### PARTS OF THE EXERCISE
A: In the article on HR compliance and training, how young were the children employers once put to work in mines, mills, and factories?
B: Retype the part of the HR compliance article between "Why do we have to track" and "requirements, we get it.", inclusive.
C: Write what comes next in the article on HR compliance and training, picking up after its final line.

### SELECTION
Compliance for HR, HR Management, Training
Compliance and Training – Both are part of the Great Employee Experience
At the start of the year, most organizations, and certainly HR departments, start looking at the calendar for the full year. What must be done, and by when? Who’s going to do it and how much is it going to cost? Maintaining HR compliance and budgeting/scheduling for employee training takes up a big part of this calendar. How can they possibly be part of the Great Employee Experience?
It’s true — Compliance is not the most exciting way to start the year. I’m going to let you in on a little HR secret — your HR staff doesn’t like it, either. We don’t like doing it, and truly we even agree with you that some of it is foolish and takes too much time. However, as most organizations are heading into 2023 with an understanding that they need to level up their employee experience, let’s consider this: nearly all compliance requirements came out of former circumstance in which employees were not being treated as they should be.
Why do we have to track all injuries and report them to OSHA? Well, because once upon a time during our industrial revolution our workplaces were not that safe, and injuries were considered all in a day’s work with little to no consideration of an employee’s future. Why do we have to comply with the Fair Labor Standard Act? Well, not that long ago (1938, in fact) employers had no minimum wage, no limits on how many hours were required to work a week and employed children as young as seven years old in mines, mills, and factories. So, while we may not be big fans of all the regulatory compliance requirements, we get it.
What is compliance, anyway?

### EXTRACTED ENTRIES
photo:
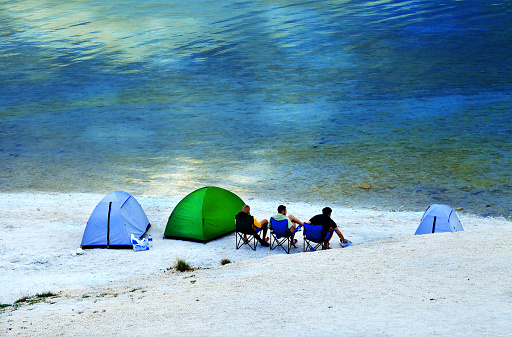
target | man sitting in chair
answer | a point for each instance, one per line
(328, 225)
(263, 225)
(292, 221)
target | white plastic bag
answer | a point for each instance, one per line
(139, 244)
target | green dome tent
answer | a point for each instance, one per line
(204, 215)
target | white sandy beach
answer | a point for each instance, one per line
(389, 283)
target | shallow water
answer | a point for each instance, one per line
(299, 101)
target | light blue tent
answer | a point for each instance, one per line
(112, 222)
(439, 219)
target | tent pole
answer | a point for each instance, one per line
(108, 224)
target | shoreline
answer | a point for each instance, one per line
(393, 287)
(44, 230)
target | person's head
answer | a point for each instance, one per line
(327, 211)
(281, 209)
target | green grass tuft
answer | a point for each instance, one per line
(182, 266)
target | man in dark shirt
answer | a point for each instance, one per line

### RESULTS
A: As young as seven years old.

B:
Why do we have to track all injuries and report them to OSHA? Well, because once upon a time during our industrial revolution our workplaces were not that safe, and injuries were considered all in a day’s work with little to no consideration of an employee’s future. Why do we have to comply with the Fair Labor Standard Act? Well, not that long ago (1938, in fact) employers had no minimum wage, no limits on how many hours were required to work a week and employed children as young as seven years old in mines, mills, and factories. So, while we may not be big fans of all the regulatory compliance requirements, we get it.

C:
In the simplest terms, it’s about following the rules and staying out of legal trouble. However, as we’ve already presented, these compliance requirements ensure basic human rights. The right to work, the right to equal pay, the right to work in a place that’s safe, and the right to have mandated benefits. These are the backbone of the employee experience, and the least that the government can guarantee organizations provide. How you address these basic rights begins the definition of your company culture.
Compliance falls under four main categories:
- Regulatory: These are the local and national laws and regulations that pertain to a company. They may depend upon company size, nature of the business, and its industry. Maintaining regulatory compliance is part of your organization’s integrity, and it lets your employees (and customers) know that you are focused on doing the right thing.
- HR Compliance: Many of these also fall under regulatory (such as overtime laws) but also include policies and procedures that may not be governed by law and instead rely on consistent application of your own policies (such as PTO or Holiday pay). When you are compliant and consistent with your own policies, you are much more likely to have a higher trust organization, and one with fewer HR complaints.
- Data: As we get more and more reliant on technology, it’s more and more critical to ensure that we are correctly collecting, storing, and protecting data against loss, misuse, or corruption. With more employees working remote, how data is protected across multiple devices and how ownership is established and governed is of key concern.
- Health and Safety: Nearly every employer is responsible for the health and safety of their employees, regardless of how small their operation.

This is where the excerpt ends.